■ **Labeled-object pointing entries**
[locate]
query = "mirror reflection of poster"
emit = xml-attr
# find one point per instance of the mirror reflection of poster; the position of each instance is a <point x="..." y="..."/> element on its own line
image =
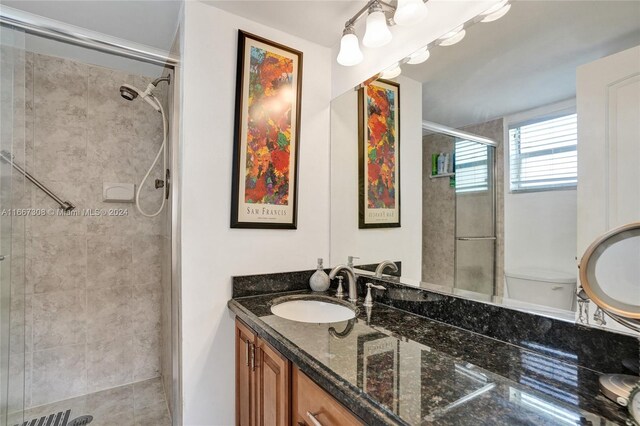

■ **Request**
Rewrite the listing above with each "poster" changed to "painting", keeping every other part the same. Omit the pictures from your answer.

■ **Response below**
[locate]
query = "mirror reflection of painting"
emit = xml-attr
# find one point per instance of the mirror reflection of painting; the position of each instance is a <point x="..." y="..."/> element on its own line
image =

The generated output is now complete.